* begin Stored records *

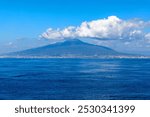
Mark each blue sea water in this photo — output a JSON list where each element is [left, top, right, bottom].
[[0, 59, 150, 100]]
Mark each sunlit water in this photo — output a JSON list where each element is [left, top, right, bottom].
[[0, 59, 150, 100]]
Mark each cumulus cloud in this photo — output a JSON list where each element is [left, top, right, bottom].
[[40, 16, 150, 41]]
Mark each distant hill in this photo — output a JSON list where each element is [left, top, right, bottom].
[[3, 39, 130, 58]]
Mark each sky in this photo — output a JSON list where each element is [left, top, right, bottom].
[[0, 0, 150, 53]]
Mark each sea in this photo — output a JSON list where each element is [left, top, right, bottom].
[[0, 58, 150, 100]]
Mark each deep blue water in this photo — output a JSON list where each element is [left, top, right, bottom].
[[0, 59, 150, 100]]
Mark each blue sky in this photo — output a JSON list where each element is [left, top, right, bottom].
[[0, 0, 150, 53]]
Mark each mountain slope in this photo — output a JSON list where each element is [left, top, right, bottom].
[[4, 39, 126, 57]]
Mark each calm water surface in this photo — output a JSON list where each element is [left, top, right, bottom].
[[0, 59, 150, 100]]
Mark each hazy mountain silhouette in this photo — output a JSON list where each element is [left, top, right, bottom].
[[4, 39, 125, 57]]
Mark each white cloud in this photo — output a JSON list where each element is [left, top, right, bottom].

* end Stored records *

Brief: Recast the entries above as a Markdown table with the columns Number and Line, giving each non-blank line its own row in order. Leave the pictures out of the table.

Written response:
| Number | Line |
|---|---|
| 1 | Mark each blue sea water in this photo — output a JSON list where each element is [left, top, right, bottom]. |
| 2 | [[0, 59, 150, 100]] |
| 3 | Mark each sunlit water in this photo — output a JSON list where each element is [left, top, right, bottom]. |
| 4 | [[0, 59, 150, 100]] |
| 5 | Mark each cumulus cloud in this photo — output a JSON list where each element is [left, top, right, bottom]. |
| 6 | [[40, 16, 150, 41]] |
| 7 | Mark each distant hill in this photo — output a JSON list where each element is [left, top, right, bottom]. |
| 8 | [[3, 39, 130, 58]] |
| 9 | Mark each sky in this photo — output a JSON list where each element is [left, top, right, bottom]. |
| 10 | [[0, 0, 150, 53]] |
| 11 | Mark each sea in this photo — output a JSON list where each element is [left, top, right, bottom]. |
| 12 | [[0, 58, 150, 100]] |
| 13 | Mark each deep blue water in this photo — output a JSON list where each element is [left, top, right, bottom]. |
| 14 | [[0, 59, 150, 100]] |
| 15 | Mark each blue sky in this photo — output a JSON list where each element is [left, top, right, bottom]. |
| 16 | [[0, 0, 150, 53]] |
| 17 | Mark each mountain slope in this photo — output a JSON list where each element is [left, top, right, bottom]. |
| 18 | [[4, 39, 126, 57]] |
| 19 | Mark each calm water surface in this photo — output a JSON list where each element is [left, top, right, bottom]. |
| 20 | [[0, 59, 150, 100]] |
| 21 | Mark each hazy mountain silhouette in this photo — output a JSON list where each element is [left, top, right, bottom]. |
| 22 | [[4, 39, 125, 57]] |
| 23 | Mark each white cloud in this photo — output a JSON list where each element is [left, top, right, bottom]. |